» **REQUIRED TASK**
Rewrite the lines below with each "Quickstart" swapped for "Getting started", leaving everything else unchanged.
## BEGIN THE DATA
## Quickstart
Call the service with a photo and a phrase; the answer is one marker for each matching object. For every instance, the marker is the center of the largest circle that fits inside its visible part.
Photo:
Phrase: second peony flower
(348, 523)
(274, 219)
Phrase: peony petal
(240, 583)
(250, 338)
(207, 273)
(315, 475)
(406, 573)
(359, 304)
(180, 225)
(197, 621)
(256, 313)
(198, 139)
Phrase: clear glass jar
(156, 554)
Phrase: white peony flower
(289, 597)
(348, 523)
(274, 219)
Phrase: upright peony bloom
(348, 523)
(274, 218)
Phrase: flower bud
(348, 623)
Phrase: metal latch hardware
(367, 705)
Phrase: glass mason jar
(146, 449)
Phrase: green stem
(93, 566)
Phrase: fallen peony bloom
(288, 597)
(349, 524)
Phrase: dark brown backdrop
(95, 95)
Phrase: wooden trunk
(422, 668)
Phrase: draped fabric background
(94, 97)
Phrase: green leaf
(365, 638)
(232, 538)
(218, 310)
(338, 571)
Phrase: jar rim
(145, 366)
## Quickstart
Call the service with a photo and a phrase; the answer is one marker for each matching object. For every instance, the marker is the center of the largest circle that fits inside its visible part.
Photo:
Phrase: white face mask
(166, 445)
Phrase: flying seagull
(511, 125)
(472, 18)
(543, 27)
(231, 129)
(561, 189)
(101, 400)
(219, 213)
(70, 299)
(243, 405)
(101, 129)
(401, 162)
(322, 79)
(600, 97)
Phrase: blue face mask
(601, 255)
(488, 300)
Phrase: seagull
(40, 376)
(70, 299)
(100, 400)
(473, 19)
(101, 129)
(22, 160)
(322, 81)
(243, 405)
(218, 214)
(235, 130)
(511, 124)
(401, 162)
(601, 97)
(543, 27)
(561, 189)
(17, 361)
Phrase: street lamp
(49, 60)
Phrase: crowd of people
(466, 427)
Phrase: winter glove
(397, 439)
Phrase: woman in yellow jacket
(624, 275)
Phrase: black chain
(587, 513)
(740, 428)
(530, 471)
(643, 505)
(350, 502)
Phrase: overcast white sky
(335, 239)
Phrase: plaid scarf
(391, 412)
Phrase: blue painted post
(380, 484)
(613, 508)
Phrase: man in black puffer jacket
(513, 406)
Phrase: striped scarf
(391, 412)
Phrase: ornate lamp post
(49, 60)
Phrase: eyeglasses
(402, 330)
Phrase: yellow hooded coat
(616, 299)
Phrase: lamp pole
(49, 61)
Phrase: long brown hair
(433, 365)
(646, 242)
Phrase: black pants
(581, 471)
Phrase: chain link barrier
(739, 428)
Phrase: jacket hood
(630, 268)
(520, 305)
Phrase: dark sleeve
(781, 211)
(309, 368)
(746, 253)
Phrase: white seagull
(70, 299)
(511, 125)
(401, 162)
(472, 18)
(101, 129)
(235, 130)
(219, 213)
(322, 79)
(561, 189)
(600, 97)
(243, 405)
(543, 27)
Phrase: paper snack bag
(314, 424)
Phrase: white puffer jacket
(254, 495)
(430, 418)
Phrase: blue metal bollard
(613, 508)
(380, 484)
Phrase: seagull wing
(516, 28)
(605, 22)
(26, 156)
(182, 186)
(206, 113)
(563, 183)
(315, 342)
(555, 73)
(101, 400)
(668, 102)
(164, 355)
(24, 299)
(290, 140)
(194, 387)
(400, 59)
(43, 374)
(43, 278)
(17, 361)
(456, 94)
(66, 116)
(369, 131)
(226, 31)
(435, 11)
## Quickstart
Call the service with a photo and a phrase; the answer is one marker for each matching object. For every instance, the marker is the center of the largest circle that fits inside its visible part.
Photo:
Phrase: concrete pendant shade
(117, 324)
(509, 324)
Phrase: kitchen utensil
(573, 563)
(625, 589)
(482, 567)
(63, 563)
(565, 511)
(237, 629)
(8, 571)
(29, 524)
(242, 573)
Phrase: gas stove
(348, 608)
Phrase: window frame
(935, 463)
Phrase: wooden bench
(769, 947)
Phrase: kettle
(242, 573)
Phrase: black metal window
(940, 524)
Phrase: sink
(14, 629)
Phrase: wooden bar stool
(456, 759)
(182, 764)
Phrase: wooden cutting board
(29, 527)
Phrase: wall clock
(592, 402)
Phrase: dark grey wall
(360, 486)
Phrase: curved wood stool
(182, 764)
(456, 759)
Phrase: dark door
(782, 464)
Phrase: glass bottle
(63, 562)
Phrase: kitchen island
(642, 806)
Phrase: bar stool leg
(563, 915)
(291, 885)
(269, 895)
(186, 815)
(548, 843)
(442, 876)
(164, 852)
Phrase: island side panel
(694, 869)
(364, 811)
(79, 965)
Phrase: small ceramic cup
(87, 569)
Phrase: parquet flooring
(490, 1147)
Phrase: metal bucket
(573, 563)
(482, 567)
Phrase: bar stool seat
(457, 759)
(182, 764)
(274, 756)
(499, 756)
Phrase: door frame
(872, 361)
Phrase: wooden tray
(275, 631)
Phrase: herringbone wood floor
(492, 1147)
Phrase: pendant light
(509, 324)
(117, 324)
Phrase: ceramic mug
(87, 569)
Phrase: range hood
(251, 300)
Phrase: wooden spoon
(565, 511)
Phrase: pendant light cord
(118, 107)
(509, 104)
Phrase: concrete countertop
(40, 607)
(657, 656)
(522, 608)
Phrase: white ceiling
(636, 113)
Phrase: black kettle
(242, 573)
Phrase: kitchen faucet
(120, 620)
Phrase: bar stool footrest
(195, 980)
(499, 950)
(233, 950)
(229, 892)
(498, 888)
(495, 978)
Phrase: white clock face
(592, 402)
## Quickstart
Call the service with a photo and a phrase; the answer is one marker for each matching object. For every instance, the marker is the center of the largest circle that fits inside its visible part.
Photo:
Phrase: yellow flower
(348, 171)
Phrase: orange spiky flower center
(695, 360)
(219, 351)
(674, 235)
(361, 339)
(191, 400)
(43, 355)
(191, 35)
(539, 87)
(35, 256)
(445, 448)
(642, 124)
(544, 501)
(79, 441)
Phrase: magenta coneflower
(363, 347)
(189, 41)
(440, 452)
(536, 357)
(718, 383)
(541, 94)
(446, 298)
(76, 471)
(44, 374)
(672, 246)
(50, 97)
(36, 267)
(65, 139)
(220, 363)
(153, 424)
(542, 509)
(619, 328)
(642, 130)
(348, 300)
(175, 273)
## END THE DATA
» **RESPONSE FOR THIS EXERCISE**
## Getting started
Call the service with a photo and a phrase; the answer is one marker for each matching object. For every instance, the marker is the center of the largest circle that fits inside its visible part.
Photo:
Phrase: second peony flower
(348, 523)
(274, 219)
Phrase: peony petal
(240, 583)
(250, 338)
(207, 273)
(315, 475)
(406, 573)
(359, 304)
(180, 225)
(197, 621)
(256, 313)
(198, 139)
Phrase: clear glass jar
(156, 554)
Phrase: white peony flower
(289, 597)
(348, 523)
(274, 219)
Phrase: upright peony bloom
(348, 523)
(274, 218)
Phrase: flower bud
(348, 623)
Phrase: metal latch hardware
(367, 705)
Phrase: glass mason jar
(146, 449)
Phrase: green stem
(93, 566)
Phrase: fallen peony bloom
(288, 597)
(349, 524)
Phrase: dark brown backdrop
(95, 95)
Phrase: wooden trunk
(422, 668)
Phrase: draped fabric background
(94, 97)
Phrase: green leaf
(365, 638)
(232, 538)
(218, 310)
(338, 571)
Phrase: jar rim
(145, 366)
## Getting started
Call the service with a photo and a phrase; the answer is one marker for each matching object. For every instance, the marker is the center of the largest circle that fits inside its visible part.
Photo:
Phrase: white face mask
(166, 445)
Phrase: flying seagull
(511, 125)
(472, 18)
(543, 27)
(231, 129)
(561, 189)
(101, 400)
(219, 213)
(70, 299)
(243, 405)
(101, 129)
(401, 162)
(322, 79)
(600, 97)
Phrase: blue face mask
(601, 255)
(488, 300)
Phrase: seagull
(40, 376)
(70, 299)
(100, 400)
(473, 19)
(101, 129)
(22, 160)
(322, 81)
(243, 405)
(218, 214)
(235, 130)
(511, 124)
(401, 162)
(601, 97)
(543, 27)
(561, 189)
(17, 361)
Phrase: street lamp
(49, 60)
Phrase: crowd of people
(466, 427)
Phrase: winter glove
(397, 439)
Phrase: woman in yellow jacket
(624, 275)
Phrase: black chain
(587, 513)
(740, 428)
(530, 471)
(643, 505)
(350, 502)
Phrase: overcast white sky
(335, 239)
Phrase: plaid scarf
(391, 412)
Phrase: blue painted post
(380, 484)
(613, 508)
Phrase: man in black puffer jacket
(513, 406)
Phrase: striped scarf
(391, 412)
Phrase: ornate lamp post
(49, 60)
Phrase: eyeglasses
(402, 330)
Phrase: yellow hooded coat
(616, 299)
Phrase: lamp pole
(49, 61)
Phrase: long brown hair
(433, 365)
(646, 242)
Phrase: black pants
(581, 471)
Phrase: chain link barrier
(739, 428)
Phrase: jacket hood
(630, 268)
(520, 305)
Phrase: dark sleeve
(781, 211)
(309, 368)
(746, 253)
Phrase: white seagull
(70, 299)
(511, 125)
(401, 162)
(472, 18)
(101, 129)
(235, 130)
(219, 213)
(322, 79)
(561, 189)
(600, 97)
(243, 405)
(543, 27)
Phrase: paper snack bag
(314, 424)
Phrase: white puffer jacket
(254, 495)
(430, 418)
Phrase: blue metal bollard
(613, 508)
(380, 484)
Phrase: seagull wing
(516, 28)
(605, 22)
(26, 156)
(182, 186)
(206, 113)
(563, 183)
(315, 342)
(555, 73)
(101, 400)
(668, 102)
(164, 355)
(24, 299)
(290, 140)
(194, 387)
(400, 59)
(43, 374)
(43, 278)
(17, 361)
(456, 94)
(66, 116)
(369, 131)
(226, 31)
(435, 11)
## Getting started
Call the service with a photo and a phrase; the answer is one marker for each matching object. For every instance, the marker is the center of the largest circle that fits inside its visible part.
Photo:
Phrase: concrete pendant shade
(117, 324)
(509, 324)
Phrase: kitchen utensil
(573, 563)
(625, 589)
(482, 567)
(63, 563)
(565, 511)
(237, 629)
(8, 571)
(29, 524)
(242, 573)
Phrase: gas stove
(348, 608)
Phrase: window frame
(935, 463)
Phrase: wooden bench
(769, 947)
Phrase: kettle
(242, 573)
Phrase: black metal window
(940, 524)
Phrase: sink
(14, 629)
Phrase: wooden bar stool
(456, 759)
(182, 764)
Phrase: wooden cutting board
(29, 527)
Phrase: wall clock
(592, 402)
Phrase: dark grey wall
(360, 486)
Phrase: curved wood stool
(182, 764)
(456, 759)
Phrase: dark door
(782, 464)
Phrase: glass bottle
(63, 562)
Phrase: kitchen island
(642, 806)
Phrase: bar stool leg
(563, 915)
(291, 885)
(269, 895)
(186, 815)
(548, 843)
(442, 876)
(164, 852)
Phrase: island side panel
(694, 869)
(364, 811)
(79, 965)
Phrase: small ceramic cup
(87, 569)
Phrase: parquet flooring
(490, 1147)
Phrase: metal bucket
(573, 563)
(482, 567)
Phrase: bar stool seat
(457, 759)
(182, 764)
(274, 756)
(499, 756)
Phrase: door frame
(872, 361)
Phrase: wooden tray
(275, 631)
Phrase: herringbone wood floor
(492, 1147)
Phrase: pendant light
(509, 324)
(117, 324)
Phrase: ceramic mug
(87, 569)
Phrase: range hood
(251, 300)
Phrase: wooden spoon
(565, 511)
Phrase: pendant light cord
(118, 107)
(509, 104)
Phrase: concrete countertop
(40, 607)
(657, 656)
(522, 608)
Phrase: white ceiling
(636, 113)
Phrase: black kettle
(242, 573)
Phrase: kitchen faucet
(120, 620)
Phrase: bar stool footrest
(195, 980)
(499, 950)
(233, 950)
(229, 892)
(498, 888)
(495, 978)
Phrase: white clock face
(592, 402)
## Getting started
Call the service with a photo and a phrase; the answer is one marker for each matching object. For every instance, the marker is the center of the largest circle that fits inside its visible part.
Photo:
Phrase: yellow flower
(348, 171)
Phrase: orange spiky flower center
(695, 360)
(219, 351)
(674, 235)
(361, 339)
(191, 400)
(43, 355)
(191, 35)
(539, 87)
(35, 256)
(445, 448)
(642, 124)
(544, 501)
(79, 441)
Phrase: magenta coneflower
(363, 347)
(189, 41)
(440, 452)
(536, 357)
(718, 383)
(541, 94)
(446, 298)
(76, 471)
(44, 374)
(672, 246)
(50, 97)
(36, 267)
(65, 139)
(220, 363)
(153, 424)
(542, 509)
(619, 328)
(642, 130)
(348, 300)
(175, 273)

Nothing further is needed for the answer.